** START **
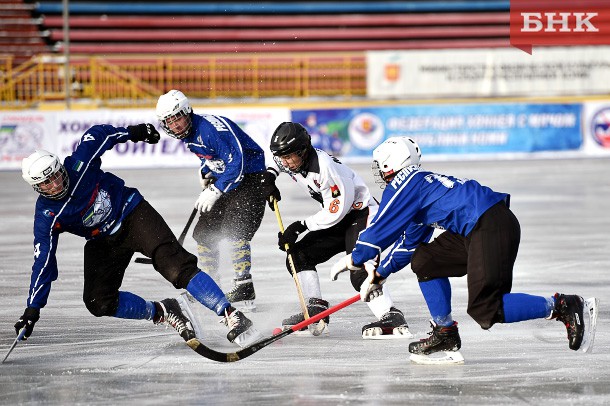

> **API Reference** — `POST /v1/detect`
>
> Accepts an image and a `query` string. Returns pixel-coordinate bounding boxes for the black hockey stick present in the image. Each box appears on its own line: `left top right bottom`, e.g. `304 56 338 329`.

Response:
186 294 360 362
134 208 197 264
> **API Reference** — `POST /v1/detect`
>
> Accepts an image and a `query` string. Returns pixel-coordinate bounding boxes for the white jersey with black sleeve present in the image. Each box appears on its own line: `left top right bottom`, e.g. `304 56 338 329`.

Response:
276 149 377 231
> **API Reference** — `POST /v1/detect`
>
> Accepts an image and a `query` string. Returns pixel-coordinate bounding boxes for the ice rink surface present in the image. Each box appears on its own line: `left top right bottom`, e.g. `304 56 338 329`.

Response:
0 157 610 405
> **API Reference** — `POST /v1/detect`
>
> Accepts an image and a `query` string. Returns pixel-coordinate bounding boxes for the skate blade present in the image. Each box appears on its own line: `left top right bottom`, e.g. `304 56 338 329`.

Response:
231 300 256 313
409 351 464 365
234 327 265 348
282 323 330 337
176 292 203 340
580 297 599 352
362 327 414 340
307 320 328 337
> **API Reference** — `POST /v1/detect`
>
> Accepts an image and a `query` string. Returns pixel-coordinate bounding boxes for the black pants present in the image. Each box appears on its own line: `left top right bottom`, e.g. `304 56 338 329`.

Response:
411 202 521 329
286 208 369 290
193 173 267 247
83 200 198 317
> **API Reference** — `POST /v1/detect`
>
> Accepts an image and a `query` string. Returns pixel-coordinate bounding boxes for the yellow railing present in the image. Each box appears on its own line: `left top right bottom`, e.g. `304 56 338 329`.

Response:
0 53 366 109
** END **
Copy all the items again with "Response" replaced by "Output" everywhere and every other part unchanged. Leave the pictures out.

**RESULT**
> **API Reference** — `POST /v1/detect`
>
> Accepts an image and a `query` string. Returns pixel-coordinate bounding boxes for the black hockey stick present in the image. Each box appears on its own line: `left top right bottom`, e.g. `304 56 338 329`.

Output:
186 294 360 362
134 208 197 264
> **API Reference** — `POST /v1/detect`
>
> Accepts an image and a `query` string. Returns pixel-coordinate bounding boxes for the white jersey with black sleeve present in the image. Each box appears on its own line: `left top right bottom`, e.g. `304 56 338 329`.

Output:
276 149 377 231
> **API Reference** — `POST /v1/detect`
>
> Accepts an image and a `query` string. Returns pixel-coordinate bounding boxes for the ice rink surface present in the image. Each box appears on its own line: `left top right bottom`, e.g. `304 56 338 329`.

Output:
0 157 610 405
> **API Reference** — `POST /v1/detect`
>
> Accepts an image and a `query` string. Returns pixel-coordinate bounding boxes for the skate blade present in the image. Each box appears on its own line: `left top right bottom`, e.g. `304 56 338 329`.

Output:
231 300 256 313
409 351 464 365
234 327 265 348
282 323 330 337
176 292 203 340
580 297 599 352
362 327 414 340
307 320 328 337
> **API Reference** — `POST /v1/detect`
>
> Accepts an image and a `query` string. Returns pixel-coordinate bounding boxes for the black pants present in the image. Each box appears on its own line: `left top right bottom`, e.g. `304 56 338 329`.

Output:
411 202 521 329
286 208 369 290
193 173 267 247
83 200 198 317
> **API Reference** — `POST /v1/detect`
>
> Accepts an image and a `query` string. Returns pixel-coordinate bounding boxes for the yellow railing present in the image. Each box appears on its own line: `left top right bottom`, e.g. `304 56 338 329`.

Output:
0 53 366 109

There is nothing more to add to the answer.